Task details - In the listing that follows, the lines starting at the one containing "Target: twig" and ending at the one containing "Target: dog's white fur" are to be returned exactly, both boundary lines included, and no others.

[Start of section]

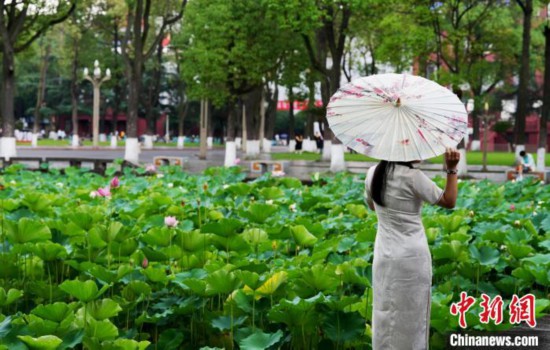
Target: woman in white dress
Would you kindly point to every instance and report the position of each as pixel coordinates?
(402, 265)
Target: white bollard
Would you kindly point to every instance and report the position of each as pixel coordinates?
(230, 154)
(147, 141)
(337, 162)
(7, 147)
(252, 148)
(75, 141)
(131, 153)
(113, 141)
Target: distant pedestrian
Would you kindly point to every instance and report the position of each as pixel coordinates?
(319, 141)
(299, 140)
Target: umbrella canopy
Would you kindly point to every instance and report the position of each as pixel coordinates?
(397, 117)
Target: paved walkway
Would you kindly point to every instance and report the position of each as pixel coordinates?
(215, 157)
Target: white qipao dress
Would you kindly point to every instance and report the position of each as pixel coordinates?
(402, 265)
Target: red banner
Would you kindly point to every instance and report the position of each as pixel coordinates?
(298, 105)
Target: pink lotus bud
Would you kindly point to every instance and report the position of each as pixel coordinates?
(104, 192)
(115, 182)
(170, 221)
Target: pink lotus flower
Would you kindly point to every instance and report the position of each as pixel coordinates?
(170, 221)
(115, 182)
(103, 192)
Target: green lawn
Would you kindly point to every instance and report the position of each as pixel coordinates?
(473, 158)
(66, 143)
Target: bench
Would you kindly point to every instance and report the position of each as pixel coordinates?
(262, 166)
(512, 175)
(165, 160)
(99, 165)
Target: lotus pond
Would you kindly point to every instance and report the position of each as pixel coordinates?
(167, 260)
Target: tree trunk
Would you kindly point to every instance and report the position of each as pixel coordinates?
(291, 121)
(543, 130)
(8, 91)
(74, 93)
(523, 93)
(41, 89)
(271, 113)
(203, 128)
(7, 146)
(230, 146)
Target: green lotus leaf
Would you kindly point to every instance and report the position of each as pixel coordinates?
(136, 289)
(215, 215)
(448, 250)
(260, 340)
(158, 236)
(193, 241)
(101, 330)
(538, 259)
(227, 322)
(273, 283)
(49, 251)
(38, 202)
(72, 339)
(231, 244)
(46, 342)
(357, 210)
(523, 274)
(103, 309)
(170, 339)
(255, 236)
(27, 230)
(155, 275)
(541, 274)
(221, 282)
(10, 297)
(56, 312)
(239, 189)
(39, 326)
(84, 291)
(125, 344)
(343, 326)
(223, 227)
(260, 212)
(320, 278)
(518, 250)
(249, 278)
(486, 256)
(302, 236)
(271, 193)
(154, 255)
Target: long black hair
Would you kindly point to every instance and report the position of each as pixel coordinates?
(379, 178)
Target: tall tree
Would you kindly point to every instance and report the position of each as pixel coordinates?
(324, 27)
(21, 23)
(543, 122)
(232, 49)
(45, 58)
(139, 44)
(523, 94)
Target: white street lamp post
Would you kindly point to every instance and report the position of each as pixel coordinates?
(96, 80)
(167, 136)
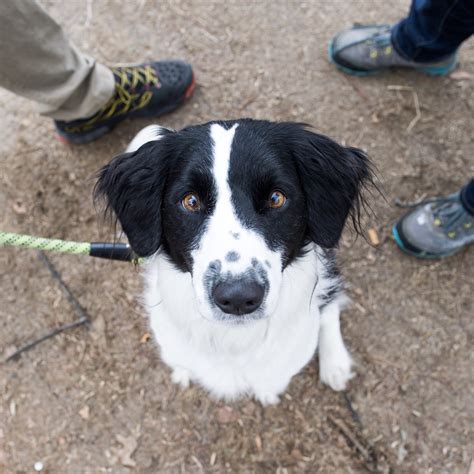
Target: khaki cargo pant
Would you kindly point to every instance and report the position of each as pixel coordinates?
(38, 62)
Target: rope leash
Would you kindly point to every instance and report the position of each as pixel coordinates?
(110, 251)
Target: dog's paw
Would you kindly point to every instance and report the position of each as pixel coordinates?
(336, 370)
(181, 377)
(267, 398)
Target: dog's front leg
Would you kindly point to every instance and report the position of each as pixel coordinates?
(335, 362)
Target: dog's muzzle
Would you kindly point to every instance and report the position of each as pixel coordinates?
(238, 296)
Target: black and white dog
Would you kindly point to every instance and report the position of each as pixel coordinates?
(239, 220)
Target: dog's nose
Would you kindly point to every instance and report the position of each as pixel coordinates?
(238, 296)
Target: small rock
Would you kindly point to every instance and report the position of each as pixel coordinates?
(84, 413)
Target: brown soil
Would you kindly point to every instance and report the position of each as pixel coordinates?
(98, 399)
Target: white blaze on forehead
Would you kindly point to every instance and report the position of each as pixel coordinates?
(219, 237)
(222, 139)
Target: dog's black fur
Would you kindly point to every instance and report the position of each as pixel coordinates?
(322, 180)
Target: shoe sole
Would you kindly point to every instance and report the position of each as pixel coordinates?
(101, 131)
(424, 255)
(429, 70)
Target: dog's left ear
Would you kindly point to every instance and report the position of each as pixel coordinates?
(133, 184)
(332, 177)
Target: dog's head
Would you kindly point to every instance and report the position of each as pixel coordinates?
(234, 203)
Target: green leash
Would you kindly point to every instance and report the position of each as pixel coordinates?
(110, 251)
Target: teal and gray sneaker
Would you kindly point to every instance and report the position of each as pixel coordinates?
(146, 90)
(368, 49)
(438, 227)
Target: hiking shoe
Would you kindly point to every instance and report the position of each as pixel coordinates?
(145, 90)
(437, 228)
(368, 49)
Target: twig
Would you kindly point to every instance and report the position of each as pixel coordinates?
(418, 112)
(355, 416)
(83, 316)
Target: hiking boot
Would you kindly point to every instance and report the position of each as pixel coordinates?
(368, 49)
(146, 90)
(438, 227)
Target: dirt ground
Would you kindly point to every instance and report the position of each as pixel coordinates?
(98, 399)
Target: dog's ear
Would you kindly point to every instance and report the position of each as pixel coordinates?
(332, 177)
(133, 185)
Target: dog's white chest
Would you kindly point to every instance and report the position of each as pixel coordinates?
(257, 358)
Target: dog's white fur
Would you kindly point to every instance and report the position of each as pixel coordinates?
(259, 357)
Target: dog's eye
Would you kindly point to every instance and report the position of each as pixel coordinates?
(191, 202)
(277, 199)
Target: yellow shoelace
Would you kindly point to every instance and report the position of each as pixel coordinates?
(126, 98)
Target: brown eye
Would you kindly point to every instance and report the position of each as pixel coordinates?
(277, 200)
(191, 202)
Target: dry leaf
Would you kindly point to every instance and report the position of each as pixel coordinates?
(19, 208)
(462, 76)
(373, 237)
(129, 446)
(226, 415)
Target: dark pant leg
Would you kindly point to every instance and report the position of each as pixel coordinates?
(434, 29)
(467, 197)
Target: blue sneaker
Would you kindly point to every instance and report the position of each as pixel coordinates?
(368, 49)
(146, 90)
(438, 227)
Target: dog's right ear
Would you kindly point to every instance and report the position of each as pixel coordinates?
(133, 186)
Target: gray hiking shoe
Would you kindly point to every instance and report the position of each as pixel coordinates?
(368, 49)
(438, 227)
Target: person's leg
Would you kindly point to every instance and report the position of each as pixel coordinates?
(427, 40)
(39, 63)
(434, 29)
(439, 227)
(85, 98)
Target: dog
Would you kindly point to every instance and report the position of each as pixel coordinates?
(239, 221)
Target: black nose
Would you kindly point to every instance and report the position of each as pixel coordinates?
(238, 296)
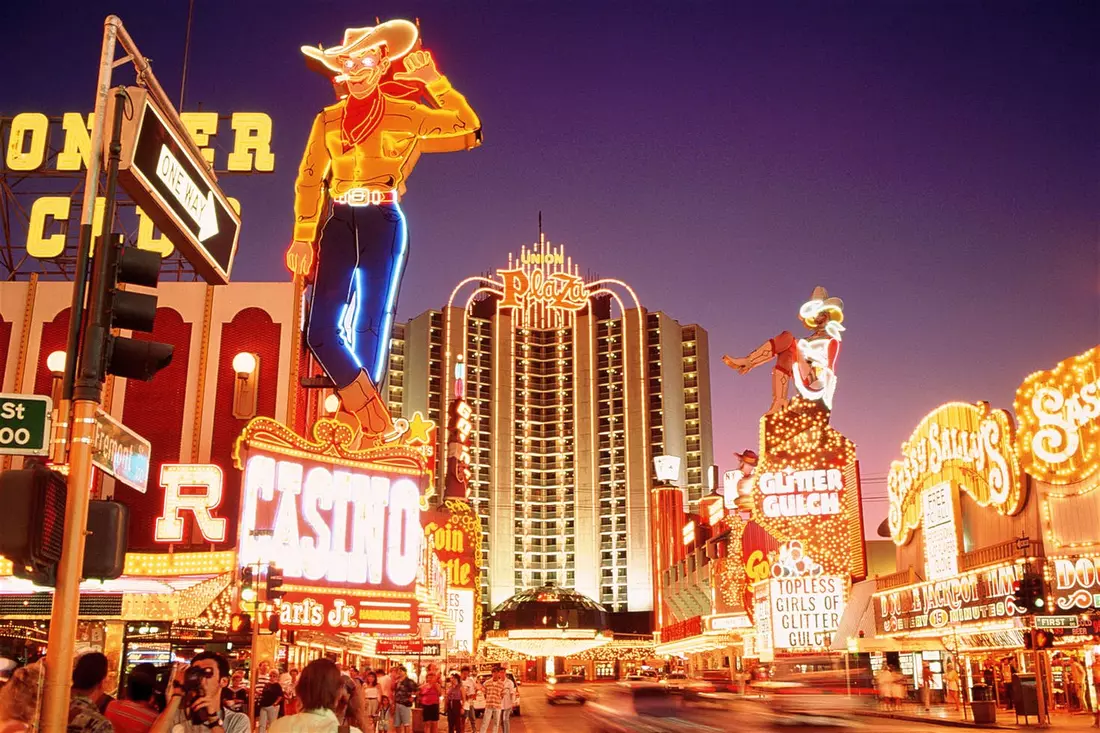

[End of section]

Reply to the task -
Target: twig
Would you kindly point to every instance and report the position of each as pixel coordinates?
(418, 112)
(355, 416)
(83, 316)
Target: hiking boot
Would you kindly point to every instance and report the position of each as pixel coordinates?
(368, 49)
(146, 90)
(438, 227)
Target: dirt ground
Would you kindly point to every instance and report the position of each as pixel coordinates?
(98, 399)
Target: dog's ear
Would you kindly point to every instance and report the position of each as pixel coordinates?
(332, 177)
(133, 185)
Target: dog's white chest
Would you kindly point to every instance and report the position of each as pixel coordinates?
(257, 358)
Target: dog's white fur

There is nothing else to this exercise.